Your task – Beneath this task is a listing; retype all of it exactly.

Material for this exercise –
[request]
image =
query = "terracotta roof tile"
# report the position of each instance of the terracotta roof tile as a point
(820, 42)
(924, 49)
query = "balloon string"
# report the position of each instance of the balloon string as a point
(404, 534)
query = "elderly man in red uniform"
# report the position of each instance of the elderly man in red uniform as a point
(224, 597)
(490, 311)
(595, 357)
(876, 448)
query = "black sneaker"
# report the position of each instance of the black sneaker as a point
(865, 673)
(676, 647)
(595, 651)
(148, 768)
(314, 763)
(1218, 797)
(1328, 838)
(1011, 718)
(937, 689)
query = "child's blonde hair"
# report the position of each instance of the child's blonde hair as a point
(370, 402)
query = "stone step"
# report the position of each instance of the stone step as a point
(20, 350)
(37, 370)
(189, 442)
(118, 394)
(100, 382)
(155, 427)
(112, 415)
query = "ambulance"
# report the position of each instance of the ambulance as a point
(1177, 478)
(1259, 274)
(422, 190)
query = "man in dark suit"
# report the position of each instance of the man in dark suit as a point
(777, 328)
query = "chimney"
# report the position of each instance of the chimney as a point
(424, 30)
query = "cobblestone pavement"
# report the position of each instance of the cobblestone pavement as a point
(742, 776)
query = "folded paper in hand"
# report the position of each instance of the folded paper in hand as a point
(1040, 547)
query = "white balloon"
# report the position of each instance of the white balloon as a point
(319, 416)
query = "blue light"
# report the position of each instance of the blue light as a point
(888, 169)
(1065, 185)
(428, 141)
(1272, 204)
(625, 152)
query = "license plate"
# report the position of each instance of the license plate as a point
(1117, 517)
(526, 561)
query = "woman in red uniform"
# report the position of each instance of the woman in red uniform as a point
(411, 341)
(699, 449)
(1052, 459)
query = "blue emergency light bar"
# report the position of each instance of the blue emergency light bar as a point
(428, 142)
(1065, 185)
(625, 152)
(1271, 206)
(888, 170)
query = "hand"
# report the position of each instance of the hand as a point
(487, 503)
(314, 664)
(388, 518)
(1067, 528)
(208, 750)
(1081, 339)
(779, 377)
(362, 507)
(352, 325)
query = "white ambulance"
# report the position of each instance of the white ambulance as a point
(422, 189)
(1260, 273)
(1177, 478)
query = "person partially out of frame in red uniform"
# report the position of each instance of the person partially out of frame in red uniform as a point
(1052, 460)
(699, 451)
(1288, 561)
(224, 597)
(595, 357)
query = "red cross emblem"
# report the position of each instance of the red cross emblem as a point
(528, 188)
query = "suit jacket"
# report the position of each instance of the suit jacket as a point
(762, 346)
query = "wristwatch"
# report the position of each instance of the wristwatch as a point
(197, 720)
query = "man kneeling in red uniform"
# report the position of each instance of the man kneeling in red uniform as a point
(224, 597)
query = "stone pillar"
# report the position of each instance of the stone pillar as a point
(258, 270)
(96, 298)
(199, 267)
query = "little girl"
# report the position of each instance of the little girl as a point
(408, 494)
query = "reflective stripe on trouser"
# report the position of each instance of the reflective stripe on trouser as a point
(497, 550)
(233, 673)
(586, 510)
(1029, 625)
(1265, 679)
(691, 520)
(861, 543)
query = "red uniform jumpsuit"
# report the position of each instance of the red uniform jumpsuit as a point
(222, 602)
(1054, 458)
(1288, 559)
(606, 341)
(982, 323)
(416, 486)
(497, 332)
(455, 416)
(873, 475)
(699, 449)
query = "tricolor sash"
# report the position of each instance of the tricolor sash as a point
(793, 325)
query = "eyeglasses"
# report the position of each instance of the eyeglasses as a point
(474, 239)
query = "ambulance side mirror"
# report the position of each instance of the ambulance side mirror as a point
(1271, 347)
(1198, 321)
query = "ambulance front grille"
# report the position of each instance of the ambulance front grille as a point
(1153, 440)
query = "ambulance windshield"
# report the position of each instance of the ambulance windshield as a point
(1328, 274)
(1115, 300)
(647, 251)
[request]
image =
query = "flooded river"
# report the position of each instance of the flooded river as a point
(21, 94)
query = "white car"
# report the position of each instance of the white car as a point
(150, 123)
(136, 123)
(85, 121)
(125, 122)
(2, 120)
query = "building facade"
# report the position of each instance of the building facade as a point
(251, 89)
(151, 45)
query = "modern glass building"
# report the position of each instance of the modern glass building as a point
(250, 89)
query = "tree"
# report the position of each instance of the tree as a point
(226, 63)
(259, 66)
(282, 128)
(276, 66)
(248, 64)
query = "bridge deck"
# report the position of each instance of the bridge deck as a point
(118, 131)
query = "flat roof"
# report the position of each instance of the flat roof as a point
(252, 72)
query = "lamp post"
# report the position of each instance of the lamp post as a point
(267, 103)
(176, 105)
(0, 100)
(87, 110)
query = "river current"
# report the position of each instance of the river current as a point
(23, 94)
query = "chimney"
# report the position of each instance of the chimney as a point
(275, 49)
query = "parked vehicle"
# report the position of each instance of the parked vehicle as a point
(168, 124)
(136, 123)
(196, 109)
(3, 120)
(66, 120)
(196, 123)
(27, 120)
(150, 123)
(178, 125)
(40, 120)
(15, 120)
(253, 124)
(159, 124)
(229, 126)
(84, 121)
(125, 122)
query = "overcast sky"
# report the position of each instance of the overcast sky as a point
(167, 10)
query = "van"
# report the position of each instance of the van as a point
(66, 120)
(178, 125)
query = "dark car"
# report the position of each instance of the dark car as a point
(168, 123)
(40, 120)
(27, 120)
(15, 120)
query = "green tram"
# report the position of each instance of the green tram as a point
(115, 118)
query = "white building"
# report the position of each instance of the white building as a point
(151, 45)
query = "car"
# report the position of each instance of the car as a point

Written reply –
[request]
image =
query = "terracotta roof tile"
# report the position of each instance of the terracotta roof tile as a point
(820, 42)
(924, 49)
query = "balloon string"
# report the position of each instance of the balloon string as a point
(404, 534)
query = "elderly man in red uniform"
# report the position of each instance of the elderly man in red uniform as a point
(224, 597)
(490, 311)
(595, 357)
(876, 448)
query = "black sneaker"
# report the position of each instance of the black sneaker as a point
(865, 673)
(676, 647)
(595, 651)
(148, 768)
(314, 763)
(1218, 797)
(1328, 838)
(1011, 718)
(937, 689)
query = "child's blonde hair"
# report the position of each instance of the child's blonde hair as a point
(370, 402)
query = "stone step"
# report the position of each instance of the stone step as a point
(20, 350)
(37, 370)
(189, 442)
(118, 394)
(100, 382)
(155, 427)
(112, 415)
query = "ambulance"
# report the position of each instance of the ambulance as a point
(1177, 478)
(1259, 274)
(422, 190)
query = "man in dark suit"
# report the position of each instance of the man in dark suit as a point
(777, 328)
query = "chimney"
# report the position of each instance of the chimney as a point
(424, 30)
query = "cobblestone pavement"
# report the position of each instance of the cobblestone pavement as a point
(742, 776)
query = "folded paper in hand"
# report the position of each instance of the folded paper in hand as a point
(1040, 547)
query = "white balloon"
# report the position of each instance of the white balloon as a point
(319, 416)
query = "blue light"
# report the position of each instance of the blue light as a point
(888, 169)
(1065, 185)
(428, 141)
(1272, 204)
(625, 152)
query = "license plate"
# report the position of each instance of the license plate as a point
(1117, 517)
(526, 561)
query = "woman in red uniform"
# report the position of each instance of the woman in red uniform as a point
(411, 341)
(699, 449)
(1052, 459)
query = "blue emergency light bar"
# report the position of each instance of the blue emergency light bar as a point
(428, 142)
(1065, 185)
(625, 152)
(1271, 206)
(888, 170)
query = "hand"
# report the position of each instance of the hand as a point
(487, 503)
(314, 664)
(388, 518)
(1067, 528)
(208, 750)
(1081, 339)
(779, 377)
(362, 507)
(352, 325)
query = "white ambulance"
# report the position of each instance of the white ambulance as a point
(422, 189)
(1260, 273)
(1177, 478)
query = "person partially out of frame in red uniform"
# report the position of each instance of the person partially out of frame in red uniform as a point
(1052, 460)
(699, 451)
(1288, 561)
(224, 597)
(595, 357)
query = "red cross emblem"
# report the position of each instance of the red cross emblem as a point
(528, 188)
query = "suit jacket"
# report the position of each instance of the suit jacket as a point
(762, 346)
query = "wristwatch"
# report the position of each instance of the wristwatch as a point
(197, 720)
query = "man kneeling in red uniform"
# report the position of each instance of the man kneeling in red uniform as a point
(224, 597)
query = "stone pillar"
# report the position of each instance of the stone pillar as a point
(258, 270)
(96, 298)
(199, 267)
query = "little girl"
# report the position of each instance of the little girl as a point
(408, 494)
query = "reflective stripe on trouser"
# report the position of each instance of the reflective stripe on trouser as a point
(497, 550)
(233, 673)
(586, 510)
(1029, 625)
(1265, 679)
(691, 520)
(861, 543)
query = "red uniform jumpsuit"
# report the position of each instance of the red uniform jumpsuit as a point
(222, 602)
(1054, 458)
(1288, 559)
(606, 341)
(982, 323)
(416, 486)
(497, 332)
(455, 416)
(873, 475)
(699, 449)
query = "tricolor sash"
# report the position of each instance of the tricolor sash as a point
(793, 325)
query = "eyeglasses"
# report the position of each instance of the eyeglasses as a point
(474, 239)
query = "ambulance side mirror"
# report the position of each instance of the ambulance side mirror as a point
(1271, 347)
(1198, 321)
query = "ambulance front grille"
# report the position of each instance of the ambulance front grille as a point
(1153, 440)
query = "ambulance windshield"
# report the position of each instance of the ambulance windshield as a point
(1328, 274)
(1115, 300)
(647, 251)
[request]
image =
query = "flooded river"
# report the position of each instance of the flooded river as a point
(21, 94)
query = "white car"
# report the position of each instance of the white car as a point
(150, 123)
(136, 123)
(85, 121)
(125, 122)
(2, 120)
query = "building facade"
# report the position of each instance of the building facade as a point
(251, 89)
(151, 45)
query = "modern glass building"
# report the position of each instance of the modern glass building as a point
(250, 89)
query = "tree"
# report the position of each instance of the tree as a point
(226, 63)
(259, 66)
(282, 128)
(276, 66)
(248, 64)
query = "bridge deck"
# report the position of each instance of the bridge deck as a point
(118, 131)
query = "flat roof"
# report the position of each instance of the flat roof as a point
(252, 72)
query = "lamp post"
# report the position of each instance of the lamp post as a point
(267, 103)
(176, 105)
(0, 100)
(87, 110)
query = "river current"
# report the position of each instance of the river current as a point
(23, 94)
query = "chimney"
# report the position of each instance of the chimney as a point
(275, 49)
query = "parked vehicle"
# report the position of each instance of the parked vehicle as a point
(168, 124)
(136, 123)
(196, 109)
(3, 120)
(66, 120)
(196, 123)
(27, 120)
(150, 123)
(178, 125)
(40, 120)
(15, 120)
(253, 124)
(159, 124)
(229, 126)
(84, 121)
(125, 122)
query = "overcast sky"
# report the position of each instance of the overcast sky as a point
(167, 10)
query = "van"
# report the position of each instance of the van as a point
(66, 120)
(178, 125)
query = "dark car"
# report the position of each instance of the dark car as a point
(168, 123)
(40, 120)
(27, 120)
(15, 120)
query = "green tram"
# report the position of each instance of the green tram as a point
(115, 118)
query = "white building"
# report the position of each instance of the white building as a point
(151, 45)
query = "car"
# report the position of each instance of the car as a point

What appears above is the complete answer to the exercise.